● TASK OBJECTIVE: Copy the rows word for word, starting with the first line and going on through the line that contains "56,149,364,286". Leave the pictures out.

● INPUT DATA:
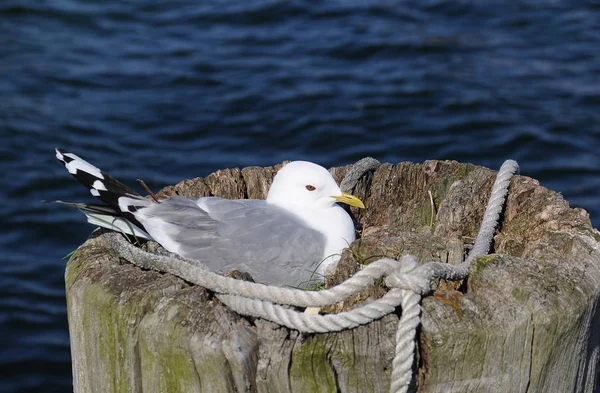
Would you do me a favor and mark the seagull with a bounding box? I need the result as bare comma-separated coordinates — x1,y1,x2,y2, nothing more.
55,149,365,287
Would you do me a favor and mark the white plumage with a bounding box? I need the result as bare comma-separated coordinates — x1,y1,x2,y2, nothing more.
56,149,364,286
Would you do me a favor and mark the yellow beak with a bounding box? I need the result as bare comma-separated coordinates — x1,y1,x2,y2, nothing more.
332,192,365,209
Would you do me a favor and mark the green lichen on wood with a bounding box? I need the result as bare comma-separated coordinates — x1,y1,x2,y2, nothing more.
289,334,337,393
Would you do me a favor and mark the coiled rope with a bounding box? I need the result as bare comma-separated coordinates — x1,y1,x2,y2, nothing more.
102,158,519,393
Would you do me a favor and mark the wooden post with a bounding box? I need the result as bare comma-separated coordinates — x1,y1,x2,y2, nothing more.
65,161,600,393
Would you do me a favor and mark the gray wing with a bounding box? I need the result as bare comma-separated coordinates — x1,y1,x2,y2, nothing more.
140,197,325,286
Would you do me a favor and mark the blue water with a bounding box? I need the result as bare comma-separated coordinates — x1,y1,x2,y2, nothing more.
0,0,600,393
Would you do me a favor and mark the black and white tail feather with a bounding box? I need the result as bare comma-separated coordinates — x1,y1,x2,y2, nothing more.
54,149,153,239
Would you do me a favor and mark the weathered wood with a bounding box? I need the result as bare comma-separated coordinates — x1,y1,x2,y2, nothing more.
66,161,600,393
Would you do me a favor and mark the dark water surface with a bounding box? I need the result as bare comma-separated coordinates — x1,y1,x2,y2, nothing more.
0,0,600,393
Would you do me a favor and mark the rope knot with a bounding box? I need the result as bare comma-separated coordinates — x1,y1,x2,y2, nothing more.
385,255,432,295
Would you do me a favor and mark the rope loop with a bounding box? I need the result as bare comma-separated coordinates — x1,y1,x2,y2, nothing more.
384,255,433,295
105,158,519,393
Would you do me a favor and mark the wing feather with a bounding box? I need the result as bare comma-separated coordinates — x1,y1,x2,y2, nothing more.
135,197,325,285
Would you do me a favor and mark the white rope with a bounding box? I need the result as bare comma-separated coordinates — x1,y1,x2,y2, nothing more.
103,158,518,393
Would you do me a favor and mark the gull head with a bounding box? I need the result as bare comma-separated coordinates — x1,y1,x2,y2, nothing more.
267,161,365,209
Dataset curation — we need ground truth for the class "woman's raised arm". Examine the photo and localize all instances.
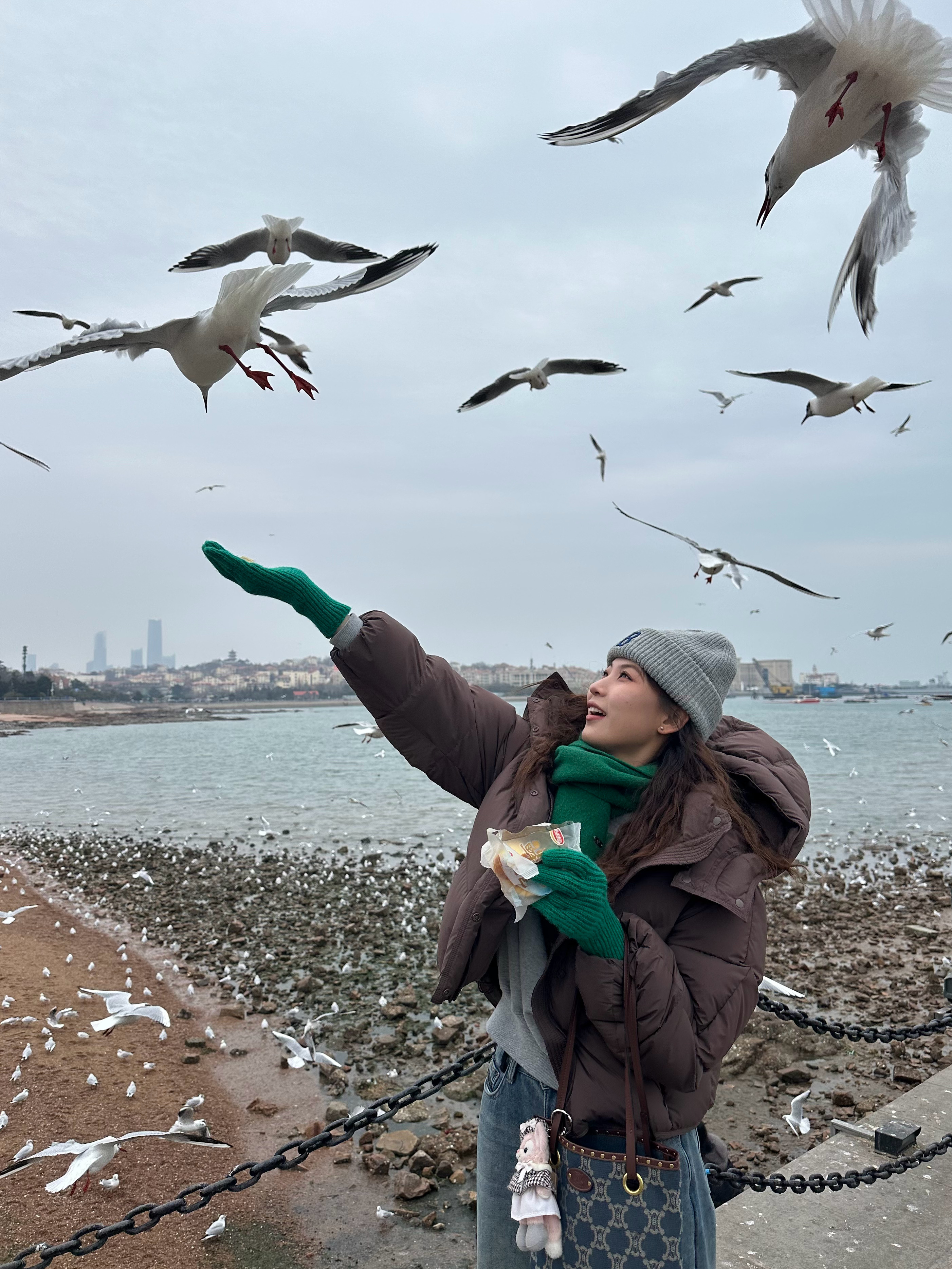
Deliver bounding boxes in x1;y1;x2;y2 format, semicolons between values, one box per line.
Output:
202;542;529;806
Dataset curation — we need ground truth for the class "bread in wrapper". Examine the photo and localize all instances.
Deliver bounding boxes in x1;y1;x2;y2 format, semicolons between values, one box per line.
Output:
480;820;581;921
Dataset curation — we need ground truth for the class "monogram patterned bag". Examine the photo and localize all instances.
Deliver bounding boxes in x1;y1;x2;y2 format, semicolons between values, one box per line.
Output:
532;956;682;1269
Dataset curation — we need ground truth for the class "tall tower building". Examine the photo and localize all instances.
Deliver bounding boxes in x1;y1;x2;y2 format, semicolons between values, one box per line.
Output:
146;621;164;670
86;631;105;674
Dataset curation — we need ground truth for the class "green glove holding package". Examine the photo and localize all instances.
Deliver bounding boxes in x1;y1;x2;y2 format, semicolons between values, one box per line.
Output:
202;542;350;638
536;846;624;961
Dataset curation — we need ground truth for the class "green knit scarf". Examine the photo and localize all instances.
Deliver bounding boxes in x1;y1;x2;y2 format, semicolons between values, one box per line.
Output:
550;740;658;859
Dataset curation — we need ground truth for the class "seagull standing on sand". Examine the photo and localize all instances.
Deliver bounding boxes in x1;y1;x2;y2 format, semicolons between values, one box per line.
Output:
850;622;896;641
727;370;930;425
169;216;383;273
0;252;435;410
684;278;763;313
612;502;839;599
698;388;750;414
783;1089;810;1137
457;356;624;414
543;0;952;332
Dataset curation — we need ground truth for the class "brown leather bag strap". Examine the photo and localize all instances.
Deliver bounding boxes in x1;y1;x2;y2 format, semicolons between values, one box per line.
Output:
622;940;654;1162
548;991;579;1159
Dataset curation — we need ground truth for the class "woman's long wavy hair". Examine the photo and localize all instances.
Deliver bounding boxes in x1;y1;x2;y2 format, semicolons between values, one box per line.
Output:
513;671;796;882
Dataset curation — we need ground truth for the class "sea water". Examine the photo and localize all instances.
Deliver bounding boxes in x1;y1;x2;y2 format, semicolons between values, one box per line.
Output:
0;699;952;850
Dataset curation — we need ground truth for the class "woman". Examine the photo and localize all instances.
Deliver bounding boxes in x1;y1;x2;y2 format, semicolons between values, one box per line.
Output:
203;542;810;1269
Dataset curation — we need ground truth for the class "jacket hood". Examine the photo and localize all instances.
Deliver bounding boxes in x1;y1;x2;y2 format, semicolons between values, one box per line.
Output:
708;714;811;859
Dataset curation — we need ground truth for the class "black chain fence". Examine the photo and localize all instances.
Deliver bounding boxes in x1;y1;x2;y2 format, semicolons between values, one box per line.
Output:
0;995;952;1269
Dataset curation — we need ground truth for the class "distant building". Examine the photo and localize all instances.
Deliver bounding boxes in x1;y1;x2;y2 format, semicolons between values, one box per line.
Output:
800;666;839;688
86;631;105;674
146;619;163;670
451;661;600;692
731;659;793;692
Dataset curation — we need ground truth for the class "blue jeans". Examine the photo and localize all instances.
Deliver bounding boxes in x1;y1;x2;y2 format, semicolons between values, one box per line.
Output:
476;1048;715;1269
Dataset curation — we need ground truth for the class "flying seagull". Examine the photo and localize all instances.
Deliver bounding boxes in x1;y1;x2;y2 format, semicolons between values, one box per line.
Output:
594;433;608;479
684;278;763;313
727;370;930;424
457;356;624;414
543;0;952;334
612;502;839;599
14;308;89;330
850;622;896;640
0;245;435;410
0;440;50;472
169;216;383;273
86;987;171;1035
698;388;750;414
258;326;311;374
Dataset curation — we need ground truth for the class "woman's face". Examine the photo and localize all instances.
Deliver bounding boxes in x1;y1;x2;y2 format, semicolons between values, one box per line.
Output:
581;659;688;767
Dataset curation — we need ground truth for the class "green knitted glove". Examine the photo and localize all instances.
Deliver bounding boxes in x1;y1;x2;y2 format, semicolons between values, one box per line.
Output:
202;542;350;638
536;846;624;961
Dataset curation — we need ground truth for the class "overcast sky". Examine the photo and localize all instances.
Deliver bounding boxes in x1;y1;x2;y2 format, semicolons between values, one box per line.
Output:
0;0;952;681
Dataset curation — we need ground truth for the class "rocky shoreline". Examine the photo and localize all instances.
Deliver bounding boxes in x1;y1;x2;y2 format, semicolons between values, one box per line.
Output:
0;829;952;1188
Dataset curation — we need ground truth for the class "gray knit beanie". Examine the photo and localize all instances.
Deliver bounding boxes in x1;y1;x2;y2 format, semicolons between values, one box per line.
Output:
608;629;737;740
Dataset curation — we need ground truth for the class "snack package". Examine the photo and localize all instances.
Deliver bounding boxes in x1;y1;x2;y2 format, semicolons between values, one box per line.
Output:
480;820;581;921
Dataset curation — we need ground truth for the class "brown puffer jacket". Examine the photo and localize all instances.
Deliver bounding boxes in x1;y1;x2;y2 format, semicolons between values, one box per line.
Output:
333;612;810;1137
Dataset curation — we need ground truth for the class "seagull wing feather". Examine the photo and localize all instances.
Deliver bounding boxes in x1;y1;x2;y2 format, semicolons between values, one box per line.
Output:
456;366;529;414
727;370;845;396
546;356;624;375
0;440;50;472
612;502;711;553
169;228;268;273
826;102;929;335
261;242;437;317
291;230;385;264
542;24;834;146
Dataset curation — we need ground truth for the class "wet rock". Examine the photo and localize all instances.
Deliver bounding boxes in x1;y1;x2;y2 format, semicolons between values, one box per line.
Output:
245;1098;280;1119
377;1128;420;1155
393;1171;437;1200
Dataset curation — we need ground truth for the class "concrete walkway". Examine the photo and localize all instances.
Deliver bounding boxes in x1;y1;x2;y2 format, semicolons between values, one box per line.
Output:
717;1067;952;1269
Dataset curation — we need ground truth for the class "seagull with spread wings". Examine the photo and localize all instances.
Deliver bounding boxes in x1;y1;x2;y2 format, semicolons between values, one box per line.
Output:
684;278;763;313
594;433;608;479
457;356;624;414
612;502;839;599
698;388;750;414
0;244;437;410
258;326;311;374
169;216;383;273
543;0;952;334
731;370;930;424
14;308;90;330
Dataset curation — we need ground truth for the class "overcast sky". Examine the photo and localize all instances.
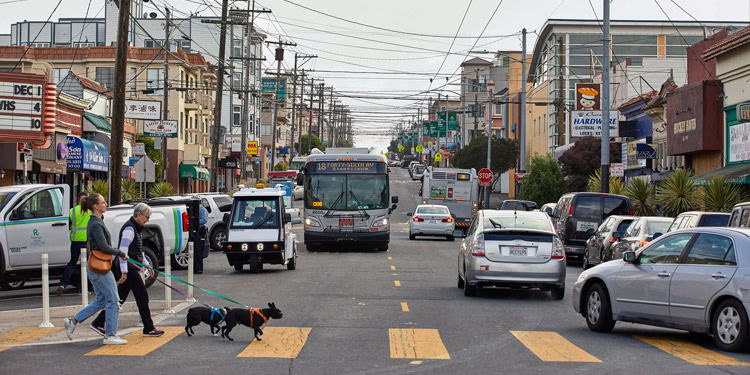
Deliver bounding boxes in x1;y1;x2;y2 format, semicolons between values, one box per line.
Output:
0;0;750;153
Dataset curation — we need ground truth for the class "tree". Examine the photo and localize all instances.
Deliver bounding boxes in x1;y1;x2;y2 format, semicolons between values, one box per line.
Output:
520;154;564;207
298;134;326;155
560;137;621;191
453;136;518;185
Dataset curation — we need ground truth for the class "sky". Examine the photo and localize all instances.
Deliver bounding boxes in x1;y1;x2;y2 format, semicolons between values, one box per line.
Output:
0;0;750;151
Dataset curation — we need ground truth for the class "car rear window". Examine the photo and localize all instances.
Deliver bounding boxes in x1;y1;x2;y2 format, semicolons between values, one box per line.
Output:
703;215;729;227
573;196;601;220
417;207;448;215
484;232;554;243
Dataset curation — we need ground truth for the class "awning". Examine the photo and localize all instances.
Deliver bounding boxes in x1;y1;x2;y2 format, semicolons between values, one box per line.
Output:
83;112;112;133
180;164;209;181
32;159;65;174
695;163;750;185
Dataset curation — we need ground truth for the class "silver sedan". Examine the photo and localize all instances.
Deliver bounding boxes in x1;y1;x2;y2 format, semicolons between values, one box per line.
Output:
573;228;750;351
458;210;566;300
407;204;456;241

● RESPONSE TO THIS EXERCISE:
Would you do me a favor and mark the seagull with a bounding box? I need the result as bare comma-separated coordinates — x1,y1,x2,y2, nothing more.
55,149,365,287
Would you do me a favor and mark the white plumage with a bounding box? I need the result as bare comma-separated coordinates — x1,y1,x2,y2, nothing more.
56,149,364,286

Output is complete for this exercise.